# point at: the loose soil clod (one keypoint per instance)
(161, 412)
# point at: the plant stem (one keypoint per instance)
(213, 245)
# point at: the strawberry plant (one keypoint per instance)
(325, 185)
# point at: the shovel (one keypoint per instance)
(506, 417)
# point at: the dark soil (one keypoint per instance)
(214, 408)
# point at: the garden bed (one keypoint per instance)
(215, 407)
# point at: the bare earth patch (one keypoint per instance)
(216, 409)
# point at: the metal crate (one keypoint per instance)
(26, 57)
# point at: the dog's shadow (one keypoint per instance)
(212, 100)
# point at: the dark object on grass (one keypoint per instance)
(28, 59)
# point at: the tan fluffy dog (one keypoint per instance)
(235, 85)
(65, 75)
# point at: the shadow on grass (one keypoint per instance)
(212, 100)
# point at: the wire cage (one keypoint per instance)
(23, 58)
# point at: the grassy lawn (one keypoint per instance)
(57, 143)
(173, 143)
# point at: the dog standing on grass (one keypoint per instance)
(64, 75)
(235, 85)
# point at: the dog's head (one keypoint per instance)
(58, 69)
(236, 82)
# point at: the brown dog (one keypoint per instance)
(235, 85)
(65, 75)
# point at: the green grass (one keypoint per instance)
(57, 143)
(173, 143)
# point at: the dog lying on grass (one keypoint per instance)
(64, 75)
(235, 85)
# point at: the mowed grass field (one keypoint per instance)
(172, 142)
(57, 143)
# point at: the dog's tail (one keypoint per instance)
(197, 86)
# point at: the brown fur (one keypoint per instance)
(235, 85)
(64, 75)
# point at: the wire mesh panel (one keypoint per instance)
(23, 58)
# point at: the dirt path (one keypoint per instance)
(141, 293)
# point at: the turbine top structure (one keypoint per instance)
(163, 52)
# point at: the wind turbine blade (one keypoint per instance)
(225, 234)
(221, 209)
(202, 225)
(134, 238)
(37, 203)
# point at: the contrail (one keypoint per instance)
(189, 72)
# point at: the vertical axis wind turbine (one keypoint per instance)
+ + + +
#### [ABOUT THIS EXERCISE]
Nothing in the data should be left out when you retype it exactly.

#### [ANSWER BOX]
# point at: the loose soil clod (one keypoint per instance)
(161, 412)
# point at: the plant stem (one keypoint per instance)
(213, 245)
# point at: the strawberry plant (one keypoint per instance)
(325, 185)
# point at: the shovel (one keypoint per instance)
(506, 417)
# point at: the dark soil (one keypoint per instance)
(214, 408)
# point at: the garden bed (one keypoint per instance)
(215, 407)
# point at: the bare earth patch (one keypoint per instance)
(216, 409)
# point at: the metal crate (one keypoint per instance)
(26, 57)
# point at: the dog's shadow (one keypoint per instance)
(212, 100)
# point at: the dark object on grass (one keypoint per instance)
(28, 59)
# point at: the tan fluffy dog (one keypoint per instance)
(235, 85)
(65, 75)
# point at: the shadow on grass (one keypoint per instance)
(212, 100)
# point at: the wire cage (one keypoint per instance)
(23, 58)
# point at: the grassy lawn (one keypoint per instance)
(57, 143)
(173, 143)
# point at: the dog standing on grass (one keypoint per instance)
(64, 75)
(235, 85)
# point at: the dog's head (one keypoint per instance)
(58, 69)
(236, 82)
# point at: the brown dog (one keypoint per instance)
(235, 85)
(65, 75)
# point at: the green grass (one keypoint per instance)
(57, 143)
(173, 143)
# point at: the dog lying on grass (one keypoint per instance)
(64, 75)
(235, 85)
# point at: the mowed grass field (one keypoint per instance)
(172, 142)
(57, 143)
# point at: the dog's tail (one keypoint per instance)
(197, 86)
# point at: the brown fur (one keypoint per instance)
(235, 85)
(64, 75)
# point at: the wire mesh panel (one keypoint per instance)
(23, 58)
# point at: the dirt path (one keypoint per instance)
(141, 293)
# point at: the turbine top structure (one keypoint per instance)
(163, 52)
# point at: the wind turbine blade (one keypoint per instance)
(225, 234)
(221, 209)
(202, 225)
(134, 238)
(37, 203)
# point at: the contrail (one keypoint per instance)
(189, 72)
# point at: the vertical axis wind turbine (one keypoint per instance)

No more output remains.